EXERCISE DATA
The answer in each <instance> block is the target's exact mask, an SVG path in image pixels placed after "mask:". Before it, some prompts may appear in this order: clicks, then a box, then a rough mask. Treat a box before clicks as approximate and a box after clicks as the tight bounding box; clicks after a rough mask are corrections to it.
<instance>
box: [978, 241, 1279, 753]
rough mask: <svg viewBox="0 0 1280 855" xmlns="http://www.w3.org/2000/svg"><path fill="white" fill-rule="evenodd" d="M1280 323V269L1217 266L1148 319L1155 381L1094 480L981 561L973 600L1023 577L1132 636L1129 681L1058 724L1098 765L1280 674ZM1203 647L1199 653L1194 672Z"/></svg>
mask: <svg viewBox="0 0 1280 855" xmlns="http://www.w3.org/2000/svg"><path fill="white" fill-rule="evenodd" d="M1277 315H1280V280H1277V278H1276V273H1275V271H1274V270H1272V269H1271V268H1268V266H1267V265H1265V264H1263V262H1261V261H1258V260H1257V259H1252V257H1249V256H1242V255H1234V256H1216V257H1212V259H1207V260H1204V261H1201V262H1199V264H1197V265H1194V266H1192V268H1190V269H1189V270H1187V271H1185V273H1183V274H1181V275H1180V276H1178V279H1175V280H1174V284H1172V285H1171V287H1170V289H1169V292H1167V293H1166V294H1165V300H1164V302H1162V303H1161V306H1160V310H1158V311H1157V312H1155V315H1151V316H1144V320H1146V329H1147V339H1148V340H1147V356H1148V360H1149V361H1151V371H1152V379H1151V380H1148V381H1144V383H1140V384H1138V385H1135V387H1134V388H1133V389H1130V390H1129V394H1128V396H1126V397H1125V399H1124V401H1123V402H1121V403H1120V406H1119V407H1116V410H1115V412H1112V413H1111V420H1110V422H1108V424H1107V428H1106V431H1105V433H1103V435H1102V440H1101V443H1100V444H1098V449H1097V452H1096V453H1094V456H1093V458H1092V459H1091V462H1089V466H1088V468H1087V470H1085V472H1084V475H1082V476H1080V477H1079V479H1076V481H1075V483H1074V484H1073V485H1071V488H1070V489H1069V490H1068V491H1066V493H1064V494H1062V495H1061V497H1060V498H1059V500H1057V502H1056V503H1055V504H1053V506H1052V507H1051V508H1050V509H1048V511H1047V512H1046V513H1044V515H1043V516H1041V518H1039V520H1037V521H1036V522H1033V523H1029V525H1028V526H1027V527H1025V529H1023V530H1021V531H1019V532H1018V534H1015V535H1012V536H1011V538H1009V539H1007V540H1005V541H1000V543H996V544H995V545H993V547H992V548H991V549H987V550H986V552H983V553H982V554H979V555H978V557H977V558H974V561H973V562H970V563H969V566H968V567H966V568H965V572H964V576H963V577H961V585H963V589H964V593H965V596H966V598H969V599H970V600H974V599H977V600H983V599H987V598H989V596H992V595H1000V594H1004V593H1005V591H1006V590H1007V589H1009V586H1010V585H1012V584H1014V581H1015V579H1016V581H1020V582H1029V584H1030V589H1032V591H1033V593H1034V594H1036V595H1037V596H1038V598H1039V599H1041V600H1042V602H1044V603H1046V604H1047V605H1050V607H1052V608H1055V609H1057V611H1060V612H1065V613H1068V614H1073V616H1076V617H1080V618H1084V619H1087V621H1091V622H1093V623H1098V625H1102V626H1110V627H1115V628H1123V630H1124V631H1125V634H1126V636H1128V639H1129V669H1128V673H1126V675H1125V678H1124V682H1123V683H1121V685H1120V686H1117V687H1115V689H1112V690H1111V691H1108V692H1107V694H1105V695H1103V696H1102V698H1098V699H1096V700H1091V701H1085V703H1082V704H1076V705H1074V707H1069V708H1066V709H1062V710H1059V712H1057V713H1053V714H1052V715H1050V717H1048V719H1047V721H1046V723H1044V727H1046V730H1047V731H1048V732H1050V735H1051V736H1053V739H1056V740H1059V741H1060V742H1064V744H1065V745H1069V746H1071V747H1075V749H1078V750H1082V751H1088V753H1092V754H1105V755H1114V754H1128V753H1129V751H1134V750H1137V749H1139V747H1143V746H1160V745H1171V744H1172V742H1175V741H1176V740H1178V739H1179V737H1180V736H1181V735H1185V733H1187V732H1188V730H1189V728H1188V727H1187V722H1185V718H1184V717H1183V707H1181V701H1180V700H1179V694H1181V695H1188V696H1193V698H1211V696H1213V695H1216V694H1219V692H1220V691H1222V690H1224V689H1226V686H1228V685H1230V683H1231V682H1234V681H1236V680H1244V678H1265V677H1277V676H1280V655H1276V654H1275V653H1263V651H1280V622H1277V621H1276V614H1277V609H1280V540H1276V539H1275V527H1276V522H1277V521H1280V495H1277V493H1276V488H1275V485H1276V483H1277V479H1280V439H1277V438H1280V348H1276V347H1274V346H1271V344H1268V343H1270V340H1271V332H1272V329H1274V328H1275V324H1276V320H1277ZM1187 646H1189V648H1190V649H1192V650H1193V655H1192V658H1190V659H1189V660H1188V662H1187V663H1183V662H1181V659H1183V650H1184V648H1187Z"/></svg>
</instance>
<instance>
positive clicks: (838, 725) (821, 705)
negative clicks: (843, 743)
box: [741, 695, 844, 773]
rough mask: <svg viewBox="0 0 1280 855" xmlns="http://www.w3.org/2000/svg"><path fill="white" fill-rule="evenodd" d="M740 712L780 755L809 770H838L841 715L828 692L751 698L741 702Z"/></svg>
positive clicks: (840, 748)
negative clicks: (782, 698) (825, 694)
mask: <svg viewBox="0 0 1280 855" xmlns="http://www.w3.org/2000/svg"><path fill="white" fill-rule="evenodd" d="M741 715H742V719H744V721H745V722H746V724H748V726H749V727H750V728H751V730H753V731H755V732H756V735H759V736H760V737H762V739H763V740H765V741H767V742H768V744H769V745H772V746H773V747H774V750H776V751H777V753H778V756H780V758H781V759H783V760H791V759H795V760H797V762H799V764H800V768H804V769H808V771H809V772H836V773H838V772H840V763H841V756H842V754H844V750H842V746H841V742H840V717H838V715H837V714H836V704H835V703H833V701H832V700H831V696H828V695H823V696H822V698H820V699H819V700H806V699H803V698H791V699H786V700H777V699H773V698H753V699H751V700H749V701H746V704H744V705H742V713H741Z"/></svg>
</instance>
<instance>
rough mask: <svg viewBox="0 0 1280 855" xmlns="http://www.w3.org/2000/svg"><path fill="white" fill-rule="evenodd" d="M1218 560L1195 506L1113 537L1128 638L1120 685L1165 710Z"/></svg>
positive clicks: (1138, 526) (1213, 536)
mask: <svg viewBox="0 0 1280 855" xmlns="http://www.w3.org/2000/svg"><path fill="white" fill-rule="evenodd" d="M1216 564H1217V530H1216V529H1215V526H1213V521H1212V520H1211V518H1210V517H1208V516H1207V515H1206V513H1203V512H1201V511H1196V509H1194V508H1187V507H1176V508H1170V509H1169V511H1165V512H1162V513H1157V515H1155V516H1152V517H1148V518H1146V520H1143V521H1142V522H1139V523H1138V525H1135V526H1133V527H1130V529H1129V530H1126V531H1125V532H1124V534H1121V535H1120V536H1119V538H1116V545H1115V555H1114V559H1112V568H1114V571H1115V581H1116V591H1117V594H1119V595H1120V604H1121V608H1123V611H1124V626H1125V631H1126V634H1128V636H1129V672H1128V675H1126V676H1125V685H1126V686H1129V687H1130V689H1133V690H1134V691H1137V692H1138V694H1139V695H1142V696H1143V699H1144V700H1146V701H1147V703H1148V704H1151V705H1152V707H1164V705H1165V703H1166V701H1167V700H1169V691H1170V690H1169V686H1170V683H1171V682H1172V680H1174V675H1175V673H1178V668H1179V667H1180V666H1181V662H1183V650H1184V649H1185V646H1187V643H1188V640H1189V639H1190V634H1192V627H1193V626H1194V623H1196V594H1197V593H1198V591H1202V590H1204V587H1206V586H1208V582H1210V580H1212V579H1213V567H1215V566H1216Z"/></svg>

DESCRIPTION OF THE TASK
Reproduce only the lines from the very beginning down to the line containing "box: [978, 241, 1279, 753]", with both ends included, substituting "coarse mask" for "rough mask" and leaving everything else unchanged.

RESULT FOR THIS TASK
The answer in each <instance> block is the target's exact mask, an SVG path in image pixels placed after "mask:". Before it, some prompts may appear in this order: clicks, then a box, then a coarse mask. Treat a box before clicks as approximate and a box after clicks as the tight bounding box; clicks after a coarse mask are corrections to it.
<instance>
box: [978, 241, 1279, 753]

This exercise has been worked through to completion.